## STATED PROBLEM:
Leave out all pictures. Extract exactly the lines from the one containing "Q: For the pale" through the end of the data.

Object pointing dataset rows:
******************************

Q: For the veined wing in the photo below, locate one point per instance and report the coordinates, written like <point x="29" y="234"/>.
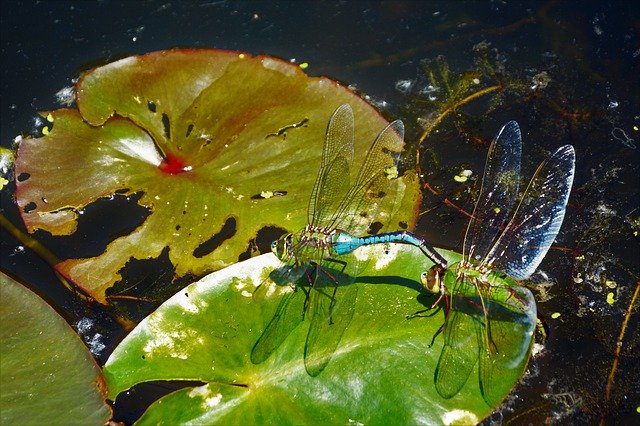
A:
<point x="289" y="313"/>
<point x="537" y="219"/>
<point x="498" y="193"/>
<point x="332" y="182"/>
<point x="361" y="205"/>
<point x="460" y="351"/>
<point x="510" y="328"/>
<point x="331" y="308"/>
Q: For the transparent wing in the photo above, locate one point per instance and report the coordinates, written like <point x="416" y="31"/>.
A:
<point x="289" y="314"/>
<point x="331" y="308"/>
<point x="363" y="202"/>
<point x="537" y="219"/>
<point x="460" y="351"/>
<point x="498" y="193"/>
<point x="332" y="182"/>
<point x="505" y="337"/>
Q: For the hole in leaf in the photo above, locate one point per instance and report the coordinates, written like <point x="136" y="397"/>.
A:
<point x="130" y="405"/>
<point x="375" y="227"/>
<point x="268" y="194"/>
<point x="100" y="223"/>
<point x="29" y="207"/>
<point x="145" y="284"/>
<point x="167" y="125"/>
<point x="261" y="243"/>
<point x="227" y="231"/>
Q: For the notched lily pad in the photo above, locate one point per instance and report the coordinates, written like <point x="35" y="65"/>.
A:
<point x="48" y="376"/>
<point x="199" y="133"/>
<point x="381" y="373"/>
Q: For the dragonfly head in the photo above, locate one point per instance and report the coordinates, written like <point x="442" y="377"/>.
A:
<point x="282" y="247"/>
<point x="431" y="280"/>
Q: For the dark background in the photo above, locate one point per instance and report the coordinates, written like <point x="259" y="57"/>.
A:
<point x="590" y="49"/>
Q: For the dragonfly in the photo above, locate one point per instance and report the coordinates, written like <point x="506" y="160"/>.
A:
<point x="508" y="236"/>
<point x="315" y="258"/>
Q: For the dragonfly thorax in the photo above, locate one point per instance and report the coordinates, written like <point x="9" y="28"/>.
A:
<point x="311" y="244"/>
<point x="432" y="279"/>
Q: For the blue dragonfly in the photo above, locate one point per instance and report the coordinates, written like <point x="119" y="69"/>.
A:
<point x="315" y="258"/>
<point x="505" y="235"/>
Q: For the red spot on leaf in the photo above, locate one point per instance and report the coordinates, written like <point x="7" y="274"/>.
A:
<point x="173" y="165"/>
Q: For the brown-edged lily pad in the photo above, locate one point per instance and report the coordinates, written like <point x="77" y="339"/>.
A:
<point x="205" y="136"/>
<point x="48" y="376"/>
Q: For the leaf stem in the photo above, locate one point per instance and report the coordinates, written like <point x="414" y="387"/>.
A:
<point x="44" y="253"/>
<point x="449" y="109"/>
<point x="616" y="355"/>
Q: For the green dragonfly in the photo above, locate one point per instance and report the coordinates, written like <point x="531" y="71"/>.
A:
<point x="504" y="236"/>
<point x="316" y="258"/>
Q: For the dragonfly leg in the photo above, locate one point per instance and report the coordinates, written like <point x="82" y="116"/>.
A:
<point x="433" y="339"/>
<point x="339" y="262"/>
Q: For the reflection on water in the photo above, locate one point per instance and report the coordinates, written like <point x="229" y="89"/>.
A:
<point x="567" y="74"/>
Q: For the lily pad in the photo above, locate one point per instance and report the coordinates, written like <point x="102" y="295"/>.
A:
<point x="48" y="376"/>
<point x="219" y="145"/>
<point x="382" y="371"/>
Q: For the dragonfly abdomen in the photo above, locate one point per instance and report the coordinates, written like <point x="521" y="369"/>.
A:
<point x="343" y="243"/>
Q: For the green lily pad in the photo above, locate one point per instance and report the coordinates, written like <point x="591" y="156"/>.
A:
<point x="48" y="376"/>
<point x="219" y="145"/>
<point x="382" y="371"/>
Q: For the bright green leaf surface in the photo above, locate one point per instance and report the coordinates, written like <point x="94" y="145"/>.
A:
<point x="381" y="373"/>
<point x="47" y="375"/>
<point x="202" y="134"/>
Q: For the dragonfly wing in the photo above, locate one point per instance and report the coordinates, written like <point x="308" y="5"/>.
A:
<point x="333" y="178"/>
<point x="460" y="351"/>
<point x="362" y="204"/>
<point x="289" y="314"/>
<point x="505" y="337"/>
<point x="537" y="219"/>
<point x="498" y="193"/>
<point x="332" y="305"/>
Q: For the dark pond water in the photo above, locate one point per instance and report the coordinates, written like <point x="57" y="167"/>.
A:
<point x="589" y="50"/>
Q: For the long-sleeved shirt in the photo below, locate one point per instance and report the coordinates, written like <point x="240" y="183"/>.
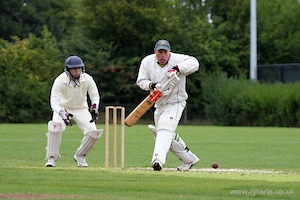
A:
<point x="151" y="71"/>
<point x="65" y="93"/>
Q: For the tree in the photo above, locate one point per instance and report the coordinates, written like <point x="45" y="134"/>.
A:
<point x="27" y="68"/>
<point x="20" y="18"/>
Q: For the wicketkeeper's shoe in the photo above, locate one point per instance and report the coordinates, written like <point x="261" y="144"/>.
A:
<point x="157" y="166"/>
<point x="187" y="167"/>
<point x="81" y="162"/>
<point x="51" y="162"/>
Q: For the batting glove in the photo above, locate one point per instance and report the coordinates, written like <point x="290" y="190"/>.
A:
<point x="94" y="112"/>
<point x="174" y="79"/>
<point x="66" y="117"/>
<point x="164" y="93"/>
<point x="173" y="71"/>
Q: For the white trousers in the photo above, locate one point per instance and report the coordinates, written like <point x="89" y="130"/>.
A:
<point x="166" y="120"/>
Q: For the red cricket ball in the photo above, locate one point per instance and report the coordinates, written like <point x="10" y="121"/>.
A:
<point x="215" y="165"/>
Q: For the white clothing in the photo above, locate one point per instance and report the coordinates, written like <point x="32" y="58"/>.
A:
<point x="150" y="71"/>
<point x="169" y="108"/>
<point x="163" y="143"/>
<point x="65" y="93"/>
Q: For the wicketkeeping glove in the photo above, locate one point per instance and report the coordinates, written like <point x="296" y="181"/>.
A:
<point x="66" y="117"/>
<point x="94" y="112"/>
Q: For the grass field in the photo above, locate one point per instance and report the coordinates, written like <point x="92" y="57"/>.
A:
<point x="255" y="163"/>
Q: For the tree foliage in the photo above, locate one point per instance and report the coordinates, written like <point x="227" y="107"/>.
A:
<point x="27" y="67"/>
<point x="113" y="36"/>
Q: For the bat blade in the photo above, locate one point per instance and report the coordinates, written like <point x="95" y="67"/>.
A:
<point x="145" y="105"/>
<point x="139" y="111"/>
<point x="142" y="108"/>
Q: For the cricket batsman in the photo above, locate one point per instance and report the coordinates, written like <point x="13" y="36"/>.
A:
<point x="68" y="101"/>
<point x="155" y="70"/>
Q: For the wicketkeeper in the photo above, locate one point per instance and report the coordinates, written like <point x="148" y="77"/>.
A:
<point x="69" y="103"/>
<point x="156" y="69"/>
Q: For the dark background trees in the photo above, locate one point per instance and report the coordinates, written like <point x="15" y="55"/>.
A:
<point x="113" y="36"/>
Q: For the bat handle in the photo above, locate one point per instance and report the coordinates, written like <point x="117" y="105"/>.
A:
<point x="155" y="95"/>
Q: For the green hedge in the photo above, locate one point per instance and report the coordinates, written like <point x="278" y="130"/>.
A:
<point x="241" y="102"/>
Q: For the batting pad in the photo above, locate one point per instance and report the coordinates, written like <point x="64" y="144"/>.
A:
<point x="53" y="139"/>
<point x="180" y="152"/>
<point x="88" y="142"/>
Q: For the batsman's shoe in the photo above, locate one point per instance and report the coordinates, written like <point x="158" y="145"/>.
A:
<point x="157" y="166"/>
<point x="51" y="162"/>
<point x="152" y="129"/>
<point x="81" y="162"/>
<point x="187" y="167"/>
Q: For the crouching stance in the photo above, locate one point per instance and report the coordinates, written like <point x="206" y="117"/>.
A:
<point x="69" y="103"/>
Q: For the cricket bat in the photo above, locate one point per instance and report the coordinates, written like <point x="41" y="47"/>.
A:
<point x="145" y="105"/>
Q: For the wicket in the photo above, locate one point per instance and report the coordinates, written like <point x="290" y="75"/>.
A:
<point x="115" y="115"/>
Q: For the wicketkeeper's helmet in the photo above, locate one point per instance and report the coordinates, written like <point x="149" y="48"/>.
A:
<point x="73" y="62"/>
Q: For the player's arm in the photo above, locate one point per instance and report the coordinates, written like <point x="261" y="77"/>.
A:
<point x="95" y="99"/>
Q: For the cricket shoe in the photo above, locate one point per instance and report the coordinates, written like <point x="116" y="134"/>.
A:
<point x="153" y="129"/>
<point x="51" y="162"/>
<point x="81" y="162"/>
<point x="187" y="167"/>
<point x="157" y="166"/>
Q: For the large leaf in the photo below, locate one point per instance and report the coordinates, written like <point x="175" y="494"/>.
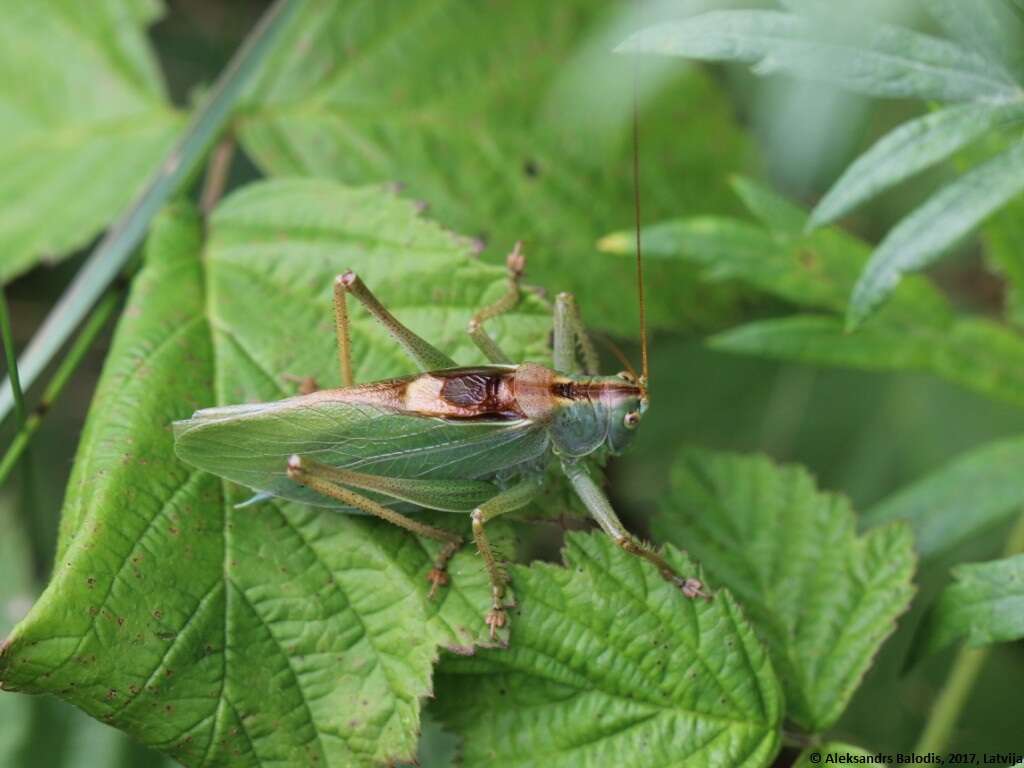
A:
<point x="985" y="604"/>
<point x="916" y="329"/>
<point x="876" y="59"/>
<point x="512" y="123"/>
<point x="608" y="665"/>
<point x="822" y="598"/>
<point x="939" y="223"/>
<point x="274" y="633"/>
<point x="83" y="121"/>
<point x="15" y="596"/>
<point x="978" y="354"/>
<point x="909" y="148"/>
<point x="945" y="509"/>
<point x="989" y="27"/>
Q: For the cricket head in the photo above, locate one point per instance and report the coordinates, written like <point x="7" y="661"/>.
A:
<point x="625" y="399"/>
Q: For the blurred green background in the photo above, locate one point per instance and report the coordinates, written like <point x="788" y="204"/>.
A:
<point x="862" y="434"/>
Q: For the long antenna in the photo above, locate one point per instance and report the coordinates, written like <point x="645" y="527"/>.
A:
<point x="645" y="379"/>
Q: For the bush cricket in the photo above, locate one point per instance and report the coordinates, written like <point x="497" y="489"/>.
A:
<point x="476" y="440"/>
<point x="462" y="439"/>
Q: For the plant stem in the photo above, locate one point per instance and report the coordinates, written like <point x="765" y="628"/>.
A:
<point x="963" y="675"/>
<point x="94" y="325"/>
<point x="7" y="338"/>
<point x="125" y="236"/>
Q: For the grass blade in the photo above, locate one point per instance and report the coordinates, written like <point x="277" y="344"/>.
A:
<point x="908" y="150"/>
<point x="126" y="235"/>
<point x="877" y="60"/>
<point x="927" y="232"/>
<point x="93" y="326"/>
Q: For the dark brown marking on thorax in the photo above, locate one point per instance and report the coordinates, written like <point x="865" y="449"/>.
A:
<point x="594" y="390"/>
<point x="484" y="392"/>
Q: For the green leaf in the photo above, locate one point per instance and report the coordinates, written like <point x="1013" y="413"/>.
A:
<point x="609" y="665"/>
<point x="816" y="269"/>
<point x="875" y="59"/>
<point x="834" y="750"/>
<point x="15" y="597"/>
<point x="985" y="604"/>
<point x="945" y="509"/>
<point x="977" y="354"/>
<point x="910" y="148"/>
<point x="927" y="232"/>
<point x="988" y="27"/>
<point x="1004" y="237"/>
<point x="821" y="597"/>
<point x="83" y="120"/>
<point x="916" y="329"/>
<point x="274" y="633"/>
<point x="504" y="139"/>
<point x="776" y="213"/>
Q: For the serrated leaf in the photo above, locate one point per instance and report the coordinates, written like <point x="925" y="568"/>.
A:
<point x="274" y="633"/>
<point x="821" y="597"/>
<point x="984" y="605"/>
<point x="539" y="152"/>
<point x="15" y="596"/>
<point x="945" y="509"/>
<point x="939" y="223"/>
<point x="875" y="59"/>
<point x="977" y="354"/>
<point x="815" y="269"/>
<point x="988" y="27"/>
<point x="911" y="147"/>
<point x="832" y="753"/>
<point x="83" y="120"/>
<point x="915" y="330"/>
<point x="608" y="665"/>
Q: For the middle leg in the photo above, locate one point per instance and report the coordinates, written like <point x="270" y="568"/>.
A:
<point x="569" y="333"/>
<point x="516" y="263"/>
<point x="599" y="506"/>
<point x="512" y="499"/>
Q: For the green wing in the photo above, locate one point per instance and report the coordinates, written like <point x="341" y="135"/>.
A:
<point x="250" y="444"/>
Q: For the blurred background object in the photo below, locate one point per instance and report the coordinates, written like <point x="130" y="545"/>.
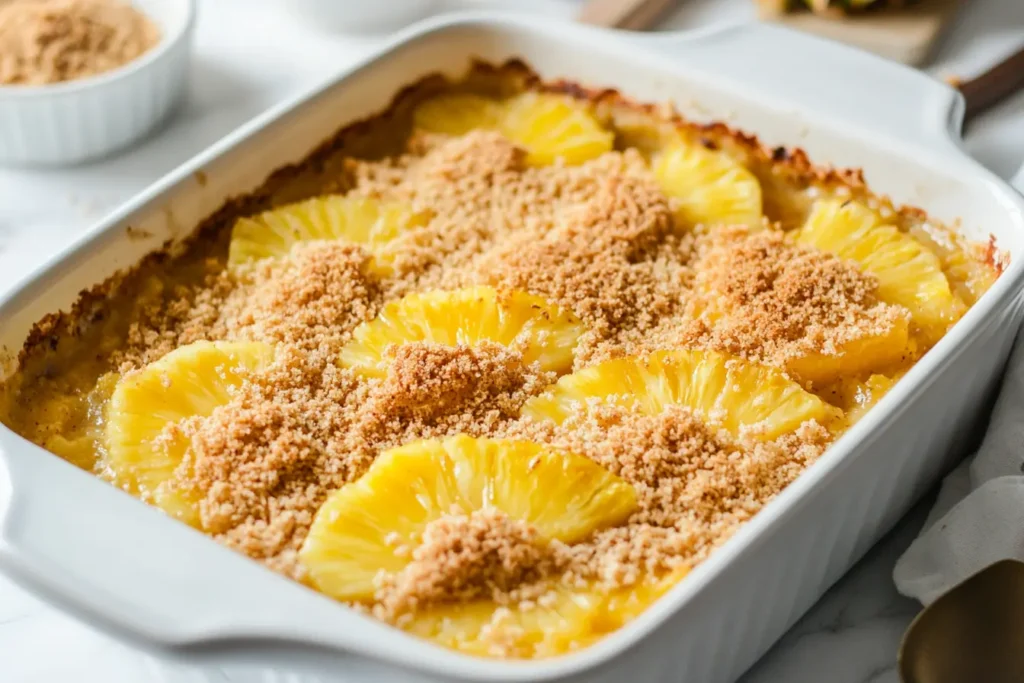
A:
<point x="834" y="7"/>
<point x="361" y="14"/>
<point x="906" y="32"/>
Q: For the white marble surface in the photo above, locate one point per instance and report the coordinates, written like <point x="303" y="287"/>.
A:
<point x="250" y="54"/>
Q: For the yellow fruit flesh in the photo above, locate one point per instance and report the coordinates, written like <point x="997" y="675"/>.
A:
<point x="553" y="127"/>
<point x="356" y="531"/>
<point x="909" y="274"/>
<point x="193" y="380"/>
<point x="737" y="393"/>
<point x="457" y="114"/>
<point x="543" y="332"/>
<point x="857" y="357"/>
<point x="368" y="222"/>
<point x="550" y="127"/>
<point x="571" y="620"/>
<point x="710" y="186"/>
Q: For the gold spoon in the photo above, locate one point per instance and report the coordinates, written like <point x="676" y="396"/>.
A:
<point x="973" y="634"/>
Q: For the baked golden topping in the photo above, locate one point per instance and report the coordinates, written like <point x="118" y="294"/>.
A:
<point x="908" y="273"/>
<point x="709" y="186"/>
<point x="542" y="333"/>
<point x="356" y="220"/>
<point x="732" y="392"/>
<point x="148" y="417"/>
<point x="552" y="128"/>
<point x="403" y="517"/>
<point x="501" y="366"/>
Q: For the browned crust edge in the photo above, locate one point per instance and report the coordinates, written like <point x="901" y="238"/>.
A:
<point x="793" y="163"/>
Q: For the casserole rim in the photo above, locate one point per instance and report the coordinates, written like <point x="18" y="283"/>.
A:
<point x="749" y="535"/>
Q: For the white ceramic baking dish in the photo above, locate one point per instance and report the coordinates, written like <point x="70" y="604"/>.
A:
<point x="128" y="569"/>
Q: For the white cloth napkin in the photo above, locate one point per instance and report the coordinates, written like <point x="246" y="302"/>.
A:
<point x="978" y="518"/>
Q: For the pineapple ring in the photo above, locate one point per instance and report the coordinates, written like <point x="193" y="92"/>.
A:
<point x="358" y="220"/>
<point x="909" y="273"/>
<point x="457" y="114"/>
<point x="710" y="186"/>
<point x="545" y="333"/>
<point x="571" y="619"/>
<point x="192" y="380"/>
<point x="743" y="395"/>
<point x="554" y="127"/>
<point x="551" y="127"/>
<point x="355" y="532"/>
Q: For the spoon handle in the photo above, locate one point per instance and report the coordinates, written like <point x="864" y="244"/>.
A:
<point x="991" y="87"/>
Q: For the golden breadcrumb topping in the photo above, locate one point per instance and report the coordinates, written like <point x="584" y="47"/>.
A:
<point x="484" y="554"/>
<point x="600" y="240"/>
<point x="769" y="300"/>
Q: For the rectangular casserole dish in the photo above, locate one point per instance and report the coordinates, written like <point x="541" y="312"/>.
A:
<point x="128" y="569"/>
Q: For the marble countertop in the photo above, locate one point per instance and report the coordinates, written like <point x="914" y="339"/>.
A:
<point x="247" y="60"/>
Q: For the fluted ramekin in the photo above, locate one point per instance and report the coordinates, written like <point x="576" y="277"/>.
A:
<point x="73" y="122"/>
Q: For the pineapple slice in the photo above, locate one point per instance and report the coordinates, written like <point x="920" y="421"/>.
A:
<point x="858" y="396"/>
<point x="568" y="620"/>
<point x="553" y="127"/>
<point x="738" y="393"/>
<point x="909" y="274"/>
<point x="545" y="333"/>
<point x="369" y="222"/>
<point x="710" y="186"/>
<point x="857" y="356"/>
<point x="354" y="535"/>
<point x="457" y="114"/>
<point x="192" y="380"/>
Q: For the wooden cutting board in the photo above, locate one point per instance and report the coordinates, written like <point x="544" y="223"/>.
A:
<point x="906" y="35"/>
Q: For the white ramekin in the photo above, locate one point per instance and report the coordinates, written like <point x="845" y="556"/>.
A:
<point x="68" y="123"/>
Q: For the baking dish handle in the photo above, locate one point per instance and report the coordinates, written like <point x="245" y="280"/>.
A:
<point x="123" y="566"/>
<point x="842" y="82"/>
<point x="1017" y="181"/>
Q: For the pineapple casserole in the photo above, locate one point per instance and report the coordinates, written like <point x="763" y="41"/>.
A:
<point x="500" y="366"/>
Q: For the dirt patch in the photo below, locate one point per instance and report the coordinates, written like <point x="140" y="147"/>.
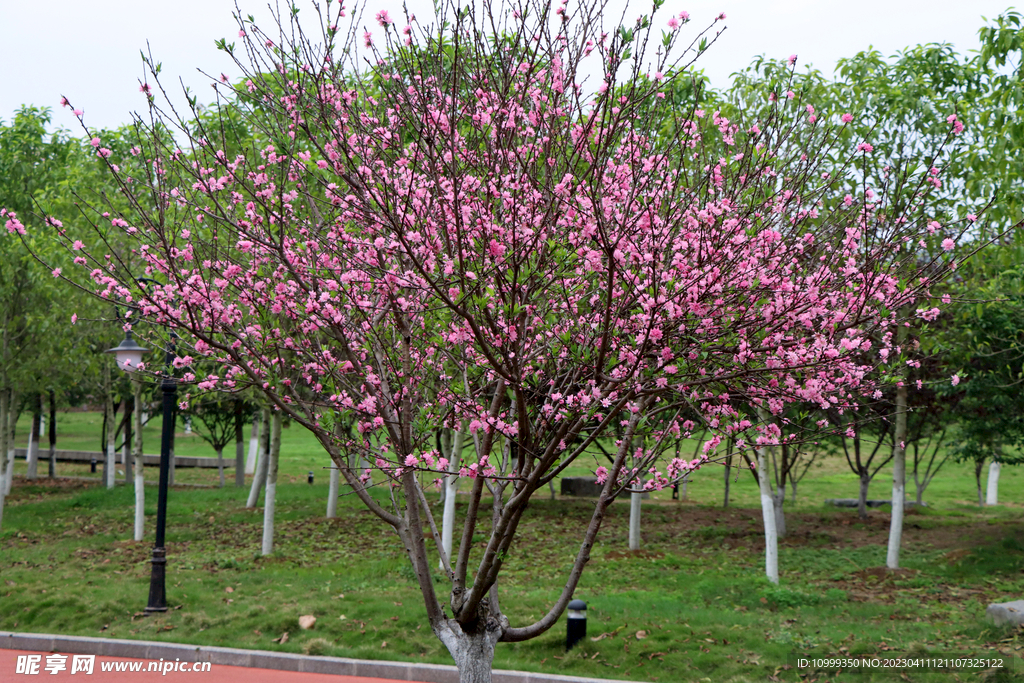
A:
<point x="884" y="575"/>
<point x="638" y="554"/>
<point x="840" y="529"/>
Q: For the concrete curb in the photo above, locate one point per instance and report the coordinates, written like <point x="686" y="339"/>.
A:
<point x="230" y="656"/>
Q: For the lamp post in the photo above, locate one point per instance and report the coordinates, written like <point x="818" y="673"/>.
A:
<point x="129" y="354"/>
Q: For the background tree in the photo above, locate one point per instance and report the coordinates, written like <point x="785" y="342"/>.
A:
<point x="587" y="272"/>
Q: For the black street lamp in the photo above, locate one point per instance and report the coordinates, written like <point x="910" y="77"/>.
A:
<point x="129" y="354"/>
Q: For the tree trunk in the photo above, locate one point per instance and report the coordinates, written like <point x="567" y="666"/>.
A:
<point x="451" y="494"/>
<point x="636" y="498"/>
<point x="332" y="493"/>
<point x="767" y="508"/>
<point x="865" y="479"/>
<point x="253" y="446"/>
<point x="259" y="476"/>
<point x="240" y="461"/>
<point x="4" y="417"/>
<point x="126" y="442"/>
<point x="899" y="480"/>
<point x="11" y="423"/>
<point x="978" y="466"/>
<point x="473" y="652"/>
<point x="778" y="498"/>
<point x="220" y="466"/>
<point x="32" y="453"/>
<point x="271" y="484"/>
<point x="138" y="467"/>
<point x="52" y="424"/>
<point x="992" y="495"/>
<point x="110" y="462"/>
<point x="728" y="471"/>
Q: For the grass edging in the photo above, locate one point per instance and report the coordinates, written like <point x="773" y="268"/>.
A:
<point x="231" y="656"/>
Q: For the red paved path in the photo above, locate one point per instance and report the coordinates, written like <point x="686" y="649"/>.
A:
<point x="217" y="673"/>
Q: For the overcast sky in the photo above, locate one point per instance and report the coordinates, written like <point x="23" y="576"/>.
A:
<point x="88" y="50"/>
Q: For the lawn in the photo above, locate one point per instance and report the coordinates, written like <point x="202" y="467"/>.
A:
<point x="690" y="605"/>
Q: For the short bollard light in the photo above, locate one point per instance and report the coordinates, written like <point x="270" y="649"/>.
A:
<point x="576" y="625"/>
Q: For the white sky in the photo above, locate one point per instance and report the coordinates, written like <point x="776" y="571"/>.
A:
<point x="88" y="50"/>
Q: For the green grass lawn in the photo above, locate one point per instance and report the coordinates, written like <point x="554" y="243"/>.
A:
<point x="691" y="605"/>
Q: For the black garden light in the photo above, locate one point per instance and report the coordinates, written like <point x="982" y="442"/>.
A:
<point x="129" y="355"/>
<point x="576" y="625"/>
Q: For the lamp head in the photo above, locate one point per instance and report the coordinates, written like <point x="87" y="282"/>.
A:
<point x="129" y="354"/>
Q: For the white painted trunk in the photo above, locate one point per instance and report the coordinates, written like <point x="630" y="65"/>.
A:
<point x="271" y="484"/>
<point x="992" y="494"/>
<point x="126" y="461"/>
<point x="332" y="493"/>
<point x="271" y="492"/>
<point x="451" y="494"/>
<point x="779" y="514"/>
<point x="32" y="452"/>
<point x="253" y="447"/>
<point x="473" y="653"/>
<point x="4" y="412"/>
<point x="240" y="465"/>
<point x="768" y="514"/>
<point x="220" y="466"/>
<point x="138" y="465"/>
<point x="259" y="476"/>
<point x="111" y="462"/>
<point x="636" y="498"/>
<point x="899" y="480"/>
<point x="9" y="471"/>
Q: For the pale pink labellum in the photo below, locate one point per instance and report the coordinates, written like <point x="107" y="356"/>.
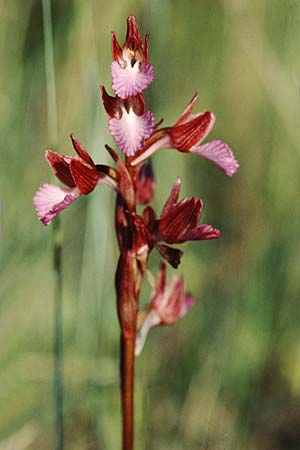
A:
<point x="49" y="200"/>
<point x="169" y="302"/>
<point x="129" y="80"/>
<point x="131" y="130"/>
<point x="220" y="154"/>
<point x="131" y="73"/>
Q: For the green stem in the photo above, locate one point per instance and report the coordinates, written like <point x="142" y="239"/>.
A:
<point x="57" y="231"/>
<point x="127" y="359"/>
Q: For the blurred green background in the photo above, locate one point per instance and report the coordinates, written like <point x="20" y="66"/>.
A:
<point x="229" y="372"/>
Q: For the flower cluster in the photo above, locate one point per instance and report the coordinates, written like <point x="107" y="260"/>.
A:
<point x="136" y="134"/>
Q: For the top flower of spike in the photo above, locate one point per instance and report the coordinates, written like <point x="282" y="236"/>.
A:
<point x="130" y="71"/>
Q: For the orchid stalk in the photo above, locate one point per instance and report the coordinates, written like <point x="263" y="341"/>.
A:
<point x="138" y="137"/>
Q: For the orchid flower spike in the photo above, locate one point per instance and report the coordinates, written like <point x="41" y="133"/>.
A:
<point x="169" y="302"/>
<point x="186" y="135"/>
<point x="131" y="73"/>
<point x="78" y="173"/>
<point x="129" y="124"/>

******************************

## RESPONSE:
Q: For the pale pink labellum in the photo below, locate one point per instance and report the coordinates, written like <point x="107" y="356"/>.
A:
<point x="49" y="200"/>
<point x="169" y="302"/>
<point x="129" y="80"/>
<point x="131" y="130"/>
<point x="220" y="154"/>
<point x="131" y="73"/>
Q: For the green stem in the photo above, locate one point per instance and report the coordinates, written like <point x="142" y="239"/>.
A:
<point x="57" y="231"/>
<point x="127" y="359"/>
Q: For the blurred green background in the photo above, locate one point per instance and report the coordinates, written like <point x="20" y="66"/>.
A:
<point x="229" y="372"/>
Q: For the flower cluster in the photo above, locate one point per instance and report the coordinates, written like <point x="107" y="260"/>.
A:
<point x="136" y="134"/>
Q: For the top flower of spike in the photo above, locate one point per instance and report the coordinates, written like <point x="282" y="236"/>.
A:
<point x="130" y="71"/>
Q: For the orchid stalk in the photo above, locate one point per instance and report the coordinates, written like <point x="263" y="341"/>.
A:
<point x="138" y="137"/>
Q: For the orchid flower spike in the photo above, locate one point per instance and report the coordinates, written like <point x="41" y="133"/>.
A:
<point x="169" y="302"/>
<point x="186" y="135"/>
<point x="131" y="73"/>
<point x="78" y="173"/>
<point x="129" y="124"/>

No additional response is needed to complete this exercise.